In data recognition of a lane division line such as a lane line, a lane division line may have higher luminance than that of a road surface. Based on this knowledge, luminance variation in a widthwise direction of a road may be evaluated, and positions of right and left lane division lines in an image plane may be specified on the image plane. A position (x, y, z) in a real space of the lane division line may be calculated with a known coordinate conversion expression, based on a position (i, j) on the image plane and a parallax calculated regarding the position, that is, based on the distance information. In a coordinate system in the real space set with a position of the own vehicle as a reference, in this implementation, for example, as illustrated in FIG. 6, the road surface directly below a midpoint of the cameras may be an origin; a vehicle widthwise direction may be denoted by an X axis; a vehicle heightwise direction a Y axis; and a vehicle lengthwise direction (a distance direction) a Z axis. Here, an x-z plane (y=0) may coincide with the road surface if the road is flat. A road model may be expressed by dividing, in the distance direction, a travel lane of the own vehicle on the road into a plurality of sections, approximating, as prescribed, the right and the left lane division lines in each of the sections, and coupling together the approximated right and left lane division lines. Note that, in the implementation, the forgoing description is given on an example in which a shape of a travel road may be recognized based on images from a pair of cameras. However, this is illustrative and non-limiting. The shape of the travel road may be obtained based on image information from other kind of cameras such as a monocular camera or a camera that may perform color imaging. In one implementation, the forward environment recognition device 31 may serve as a “forward environment recognizer”.

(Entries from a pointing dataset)
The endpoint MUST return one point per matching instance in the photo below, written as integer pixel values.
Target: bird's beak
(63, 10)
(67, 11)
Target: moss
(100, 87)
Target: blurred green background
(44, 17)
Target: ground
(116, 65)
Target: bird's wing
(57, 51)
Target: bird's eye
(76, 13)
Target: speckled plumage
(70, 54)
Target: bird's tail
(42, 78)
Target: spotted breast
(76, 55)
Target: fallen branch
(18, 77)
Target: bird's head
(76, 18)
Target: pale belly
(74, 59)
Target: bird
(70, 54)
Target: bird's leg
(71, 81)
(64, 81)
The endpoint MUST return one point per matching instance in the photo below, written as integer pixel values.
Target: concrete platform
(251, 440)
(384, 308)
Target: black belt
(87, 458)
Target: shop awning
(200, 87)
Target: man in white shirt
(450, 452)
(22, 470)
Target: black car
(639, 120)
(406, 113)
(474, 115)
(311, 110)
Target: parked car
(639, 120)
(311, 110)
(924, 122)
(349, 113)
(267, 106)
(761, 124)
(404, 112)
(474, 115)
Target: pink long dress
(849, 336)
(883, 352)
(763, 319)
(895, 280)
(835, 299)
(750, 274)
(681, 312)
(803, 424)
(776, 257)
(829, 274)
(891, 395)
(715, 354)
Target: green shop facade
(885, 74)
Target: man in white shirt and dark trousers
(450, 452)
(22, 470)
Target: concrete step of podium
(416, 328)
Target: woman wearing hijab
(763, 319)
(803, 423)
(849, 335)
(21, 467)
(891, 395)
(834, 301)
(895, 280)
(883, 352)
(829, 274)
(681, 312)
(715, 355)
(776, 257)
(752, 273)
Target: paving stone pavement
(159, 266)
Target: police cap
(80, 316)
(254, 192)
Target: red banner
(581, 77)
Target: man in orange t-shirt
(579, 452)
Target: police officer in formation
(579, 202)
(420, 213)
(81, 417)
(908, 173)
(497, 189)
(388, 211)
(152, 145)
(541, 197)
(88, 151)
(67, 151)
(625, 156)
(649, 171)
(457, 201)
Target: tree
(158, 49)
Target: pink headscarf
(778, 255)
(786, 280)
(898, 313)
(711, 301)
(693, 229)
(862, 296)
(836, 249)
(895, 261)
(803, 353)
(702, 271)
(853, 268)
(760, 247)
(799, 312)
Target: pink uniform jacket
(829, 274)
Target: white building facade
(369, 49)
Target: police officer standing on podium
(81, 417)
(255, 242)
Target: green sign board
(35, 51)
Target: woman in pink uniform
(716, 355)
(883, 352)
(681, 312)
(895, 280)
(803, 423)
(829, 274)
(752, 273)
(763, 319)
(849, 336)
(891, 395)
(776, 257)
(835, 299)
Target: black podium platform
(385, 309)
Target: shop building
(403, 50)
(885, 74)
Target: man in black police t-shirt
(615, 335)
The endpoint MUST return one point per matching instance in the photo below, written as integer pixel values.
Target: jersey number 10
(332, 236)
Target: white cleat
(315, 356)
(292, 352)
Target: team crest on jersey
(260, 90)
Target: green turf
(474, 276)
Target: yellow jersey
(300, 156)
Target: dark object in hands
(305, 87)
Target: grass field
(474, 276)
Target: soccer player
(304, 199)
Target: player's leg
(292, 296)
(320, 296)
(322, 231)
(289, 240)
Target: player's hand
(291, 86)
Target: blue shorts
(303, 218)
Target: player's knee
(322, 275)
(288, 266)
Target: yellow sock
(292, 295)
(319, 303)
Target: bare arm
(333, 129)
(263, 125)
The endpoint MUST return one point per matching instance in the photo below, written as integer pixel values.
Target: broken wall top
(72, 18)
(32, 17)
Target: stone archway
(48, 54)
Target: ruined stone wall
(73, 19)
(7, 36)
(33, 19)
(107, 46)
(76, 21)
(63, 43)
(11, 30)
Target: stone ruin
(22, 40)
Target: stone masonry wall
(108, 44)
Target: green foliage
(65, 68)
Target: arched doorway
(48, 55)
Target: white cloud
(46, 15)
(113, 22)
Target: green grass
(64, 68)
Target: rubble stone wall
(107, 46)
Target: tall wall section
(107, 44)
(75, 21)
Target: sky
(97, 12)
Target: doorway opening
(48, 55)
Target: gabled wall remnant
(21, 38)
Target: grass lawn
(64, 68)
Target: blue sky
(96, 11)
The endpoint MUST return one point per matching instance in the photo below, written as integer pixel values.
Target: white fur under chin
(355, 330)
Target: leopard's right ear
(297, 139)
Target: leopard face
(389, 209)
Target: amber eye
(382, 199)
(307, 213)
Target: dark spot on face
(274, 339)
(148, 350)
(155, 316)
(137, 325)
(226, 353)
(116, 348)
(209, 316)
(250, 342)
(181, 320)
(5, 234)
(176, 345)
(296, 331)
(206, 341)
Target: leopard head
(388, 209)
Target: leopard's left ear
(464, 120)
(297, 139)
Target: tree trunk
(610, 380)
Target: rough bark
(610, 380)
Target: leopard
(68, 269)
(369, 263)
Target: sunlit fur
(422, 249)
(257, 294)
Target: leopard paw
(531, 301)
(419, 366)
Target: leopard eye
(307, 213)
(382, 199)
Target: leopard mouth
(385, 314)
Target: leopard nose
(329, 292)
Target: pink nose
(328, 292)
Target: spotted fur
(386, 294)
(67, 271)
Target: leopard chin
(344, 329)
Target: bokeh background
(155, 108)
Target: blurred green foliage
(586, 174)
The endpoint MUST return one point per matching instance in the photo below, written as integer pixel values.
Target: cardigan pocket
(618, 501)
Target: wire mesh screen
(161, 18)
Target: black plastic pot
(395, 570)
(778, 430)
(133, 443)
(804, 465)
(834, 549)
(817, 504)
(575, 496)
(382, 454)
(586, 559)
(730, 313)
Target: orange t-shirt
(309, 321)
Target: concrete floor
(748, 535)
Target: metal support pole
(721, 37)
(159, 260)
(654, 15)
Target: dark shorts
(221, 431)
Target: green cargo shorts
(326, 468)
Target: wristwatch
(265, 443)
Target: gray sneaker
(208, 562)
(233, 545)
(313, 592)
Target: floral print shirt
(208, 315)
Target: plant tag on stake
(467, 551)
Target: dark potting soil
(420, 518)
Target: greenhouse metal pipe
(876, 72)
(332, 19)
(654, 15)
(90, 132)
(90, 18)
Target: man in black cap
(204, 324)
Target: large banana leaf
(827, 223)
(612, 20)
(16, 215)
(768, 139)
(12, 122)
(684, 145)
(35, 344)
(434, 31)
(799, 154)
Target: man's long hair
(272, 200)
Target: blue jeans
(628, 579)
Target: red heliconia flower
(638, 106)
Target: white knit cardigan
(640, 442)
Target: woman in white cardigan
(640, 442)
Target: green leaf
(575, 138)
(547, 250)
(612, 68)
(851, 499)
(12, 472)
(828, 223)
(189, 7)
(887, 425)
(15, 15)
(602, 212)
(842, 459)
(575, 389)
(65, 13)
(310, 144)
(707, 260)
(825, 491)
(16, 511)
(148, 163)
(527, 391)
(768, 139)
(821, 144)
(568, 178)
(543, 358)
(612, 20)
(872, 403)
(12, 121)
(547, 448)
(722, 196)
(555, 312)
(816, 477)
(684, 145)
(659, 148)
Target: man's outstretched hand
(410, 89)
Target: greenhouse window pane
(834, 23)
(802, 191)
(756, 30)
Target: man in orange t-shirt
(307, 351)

◆ Challenges:
1. List every line in the listing that contains the string "shorts".
2. Write the next part of the lane-recognition passage, picking up after its final sentence.
The listing has no connection to the lane-recognition passage.

◆ Responses for each task:
1.
Target: blue shorts
Target: dark shorts
Target: green cargo shorts

2.
The steering controller 20 may perform a steering control, based on input signals as described above, according to a steering control program to be described later with reference to FIG. 3. In one specific but non-limiting instance, the steering controller 20 may set, based on the forward environment information, a target course to be traveled by the own vehicle, may calculate a target steering torque THT that allows the own vehicle to travel along the target course, may calculate a steering torque TH based on the steering angle θH, may variably set, in accordance with the vehicle speed V, a target steering torque speed-sensitive gain G1 of the target steering torque THT and a steering torque speed-sensitive gain G2 of the steering torque TH, may calculate the control torque TT, based on the target steering torque THT corrected based on the target steering torque speed-sensitive gain G1 thus variably set and the steering torque TH corrected based on the steering torque speed-sensitive gain G2 thus variably set, and may output the control torque TT to the motor driver 21 of the electric power steering motor 12 to execute the steering control. In one implementation, the target steering torque THT may serve as a “first control quantity”. In one implementation, the steering torque TH may serve as a “second control quantity”. In one implementation, the control torque TT may serve as a “steering control quantity”. In one implementation, the target steering torque speed-sensitive gain G1 may serve as a “first rate”. In one implementation, the steering torque speed-sensitive gain G2 may serve as a “second rate”.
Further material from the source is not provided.